─── PROVIDED RECORDS ───
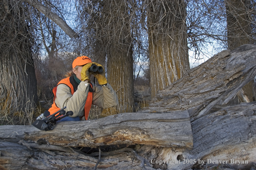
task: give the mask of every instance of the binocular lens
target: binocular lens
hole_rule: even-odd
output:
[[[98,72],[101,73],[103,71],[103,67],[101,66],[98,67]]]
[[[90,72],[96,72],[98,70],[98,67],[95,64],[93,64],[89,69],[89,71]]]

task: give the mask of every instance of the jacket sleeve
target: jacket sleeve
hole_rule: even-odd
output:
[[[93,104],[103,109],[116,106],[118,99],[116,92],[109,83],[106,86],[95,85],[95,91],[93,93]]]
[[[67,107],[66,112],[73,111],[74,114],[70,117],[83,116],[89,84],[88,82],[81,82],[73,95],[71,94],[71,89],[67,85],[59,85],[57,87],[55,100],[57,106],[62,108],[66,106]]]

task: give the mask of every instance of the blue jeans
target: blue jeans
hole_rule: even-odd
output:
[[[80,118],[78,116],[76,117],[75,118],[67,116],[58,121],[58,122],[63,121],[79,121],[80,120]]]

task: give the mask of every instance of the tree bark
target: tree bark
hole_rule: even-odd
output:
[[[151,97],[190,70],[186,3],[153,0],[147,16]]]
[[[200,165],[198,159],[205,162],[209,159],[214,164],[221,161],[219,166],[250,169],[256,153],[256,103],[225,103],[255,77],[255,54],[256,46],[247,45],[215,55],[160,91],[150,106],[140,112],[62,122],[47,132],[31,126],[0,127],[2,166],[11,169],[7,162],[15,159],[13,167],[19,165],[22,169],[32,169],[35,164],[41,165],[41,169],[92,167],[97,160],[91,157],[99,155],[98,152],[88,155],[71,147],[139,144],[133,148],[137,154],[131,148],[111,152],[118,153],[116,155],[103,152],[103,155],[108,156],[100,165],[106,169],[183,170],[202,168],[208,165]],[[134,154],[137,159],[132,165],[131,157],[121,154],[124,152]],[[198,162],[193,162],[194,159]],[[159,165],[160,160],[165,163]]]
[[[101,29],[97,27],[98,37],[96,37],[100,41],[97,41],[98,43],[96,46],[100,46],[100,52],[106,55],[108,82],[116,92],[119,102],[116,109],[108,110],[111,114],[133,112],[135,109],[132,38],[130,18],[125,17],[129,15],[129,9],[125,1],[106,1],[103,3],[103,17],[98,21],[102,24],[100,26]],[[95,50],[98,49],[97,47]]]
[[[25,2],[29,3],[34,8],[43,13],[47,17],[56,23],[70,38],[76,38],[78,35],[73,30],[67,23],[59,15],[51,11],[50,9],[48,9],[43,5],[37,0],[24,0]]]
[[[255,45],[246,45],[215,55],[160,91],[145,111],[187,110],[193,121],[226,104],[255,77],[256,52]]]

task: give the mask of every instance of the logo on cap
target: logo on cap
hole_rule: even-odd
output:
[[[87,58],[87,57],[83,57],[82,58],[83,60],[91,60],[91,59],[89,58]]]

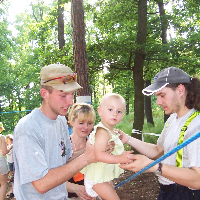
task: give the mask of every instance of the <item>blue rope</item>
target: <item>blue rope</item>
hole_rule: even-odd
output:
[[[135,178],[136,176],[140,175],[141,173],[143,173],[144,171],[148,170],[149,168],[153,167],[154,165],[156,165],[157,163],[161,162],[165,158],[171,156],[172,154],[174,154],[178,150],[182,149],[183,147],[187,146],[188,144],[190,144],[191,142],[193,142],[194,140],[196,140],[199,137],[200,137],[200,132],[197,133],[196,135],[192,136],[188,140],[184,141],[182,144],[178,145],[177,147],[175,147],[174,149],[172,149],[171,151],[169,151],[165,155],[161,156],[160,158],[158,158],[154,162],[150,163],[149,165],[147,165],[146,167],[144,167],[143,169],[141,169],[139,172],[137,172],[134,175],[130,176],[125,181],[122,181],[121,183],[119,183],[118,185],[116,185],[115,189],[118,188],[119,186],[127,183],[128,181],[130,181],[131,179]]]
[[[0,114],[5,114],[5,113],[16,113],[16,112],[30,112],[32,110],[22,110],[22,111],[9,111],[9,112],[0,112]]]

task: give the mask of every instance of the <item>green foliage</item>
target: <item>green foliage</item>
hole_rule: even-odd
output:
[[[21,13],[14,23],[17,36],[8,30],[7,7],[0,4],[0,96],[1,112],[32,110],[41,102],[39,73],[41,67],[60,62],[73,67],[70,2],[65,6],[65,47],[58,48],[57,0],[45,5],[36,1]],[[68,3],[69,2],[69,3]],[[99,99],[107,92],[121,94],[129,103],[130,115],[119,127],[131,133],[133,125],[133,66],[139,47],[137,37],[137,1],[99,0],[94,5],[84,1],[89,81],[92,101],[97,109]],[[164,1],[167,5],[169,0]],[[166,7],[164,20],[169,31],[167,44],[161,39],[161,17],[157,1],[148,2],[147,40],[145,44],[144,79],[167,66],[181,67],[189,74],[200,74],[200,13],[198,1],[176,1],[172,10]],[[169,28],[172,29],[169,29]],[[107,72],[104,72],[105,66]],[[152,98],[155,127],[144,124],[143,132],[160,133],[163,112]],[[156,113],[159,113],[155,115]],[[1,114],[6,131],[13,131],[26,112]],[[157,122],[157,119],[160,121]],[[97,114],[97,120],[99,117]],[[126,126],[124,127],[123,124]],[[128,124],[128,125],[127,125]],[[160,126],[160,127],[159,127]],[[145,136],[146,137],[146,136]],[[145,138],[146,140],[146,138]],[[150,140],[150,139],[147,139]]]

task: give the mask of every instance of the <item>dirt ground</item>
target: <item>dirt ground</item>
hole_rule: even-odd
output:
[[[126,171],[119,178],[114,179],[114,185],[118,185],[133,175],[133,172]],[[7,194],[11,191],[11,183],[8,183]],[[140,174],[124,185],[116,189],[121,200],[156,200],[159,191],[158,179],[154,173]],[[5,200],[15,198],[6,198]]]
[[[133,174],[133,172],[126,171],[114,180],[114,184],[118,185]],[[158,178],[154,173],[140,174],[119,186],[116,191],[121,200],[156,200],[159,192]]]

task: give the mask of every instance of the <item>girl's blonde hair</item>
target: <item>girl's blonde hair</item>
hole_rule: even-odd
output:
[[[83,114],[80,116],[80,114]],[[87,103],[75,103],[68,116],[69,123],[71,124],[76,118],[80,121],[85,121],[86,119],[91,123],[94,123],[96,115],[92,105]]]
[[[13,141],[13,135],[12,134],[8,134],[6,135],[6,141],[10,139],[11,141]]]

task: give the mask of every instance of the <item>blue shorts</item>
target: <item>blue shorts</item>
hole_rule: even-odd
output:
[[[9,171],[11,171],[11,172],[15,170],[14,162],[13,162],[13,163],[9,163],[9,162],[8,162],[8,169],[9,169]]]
───
─── PROVIDED RECORDS ───
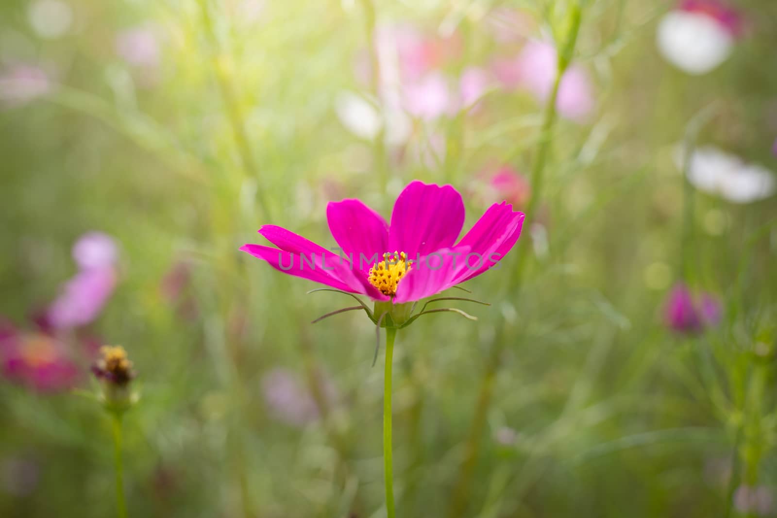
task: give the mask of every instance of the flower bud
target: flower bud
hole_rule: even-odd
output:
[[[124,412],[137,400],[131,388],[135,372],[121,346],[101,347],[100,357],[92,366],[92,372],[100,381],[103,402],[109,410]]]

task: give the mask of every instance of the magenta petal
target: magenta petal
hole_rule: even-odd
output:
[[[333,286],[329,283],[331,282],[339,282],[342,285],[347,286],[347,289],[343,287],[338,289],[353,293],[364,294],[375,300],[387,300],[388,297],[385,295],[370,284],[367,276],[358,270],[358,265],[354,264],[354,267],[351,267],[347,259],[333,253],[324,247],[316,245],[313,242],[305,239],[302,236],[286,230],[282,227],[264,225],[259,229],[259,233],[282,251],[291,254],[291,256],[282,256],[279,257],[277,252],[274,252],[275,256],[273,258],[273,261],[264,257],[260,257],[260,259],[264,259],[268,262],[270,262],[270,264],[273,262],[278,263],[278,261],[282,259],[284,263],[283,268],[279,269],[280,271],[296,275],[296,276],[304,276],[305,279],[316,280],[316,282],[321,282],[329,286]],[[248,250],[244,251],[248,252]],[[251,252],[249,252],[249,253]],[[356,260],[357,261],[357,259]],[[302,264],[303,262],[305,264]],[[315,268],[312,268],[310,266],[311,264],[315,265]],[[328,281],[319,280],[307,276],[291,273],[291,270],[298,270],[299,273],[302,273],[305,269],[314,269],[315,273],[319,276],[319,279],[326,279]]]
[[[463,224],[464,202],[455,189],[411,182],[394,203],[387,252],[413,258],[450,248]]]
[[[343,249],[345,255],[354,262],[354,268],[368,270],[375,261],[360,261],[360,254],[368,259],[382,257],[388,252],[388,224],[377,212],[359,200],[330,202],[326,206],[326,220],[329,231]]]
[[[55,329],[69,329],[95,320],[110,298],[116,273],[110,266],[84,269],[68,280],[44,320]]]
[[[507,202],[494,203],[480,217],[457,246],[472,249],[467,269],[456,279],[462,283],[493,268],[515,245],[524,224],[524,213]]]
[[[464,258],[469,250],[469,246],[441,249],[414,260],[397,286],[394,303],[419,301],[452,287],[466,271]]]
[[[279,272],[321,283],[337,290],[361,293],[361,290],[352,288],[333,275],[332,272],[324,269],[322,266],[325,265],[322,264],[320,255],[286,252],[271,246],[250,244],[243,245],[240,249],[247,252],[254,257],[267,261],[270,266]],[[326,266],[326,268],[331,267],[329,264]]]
───
» **EXERCISE**: Count the lines of the rows above that contain the string "hair", and reply with the number alone.

» **ANSWER FOR THIS EXERCISE**: 2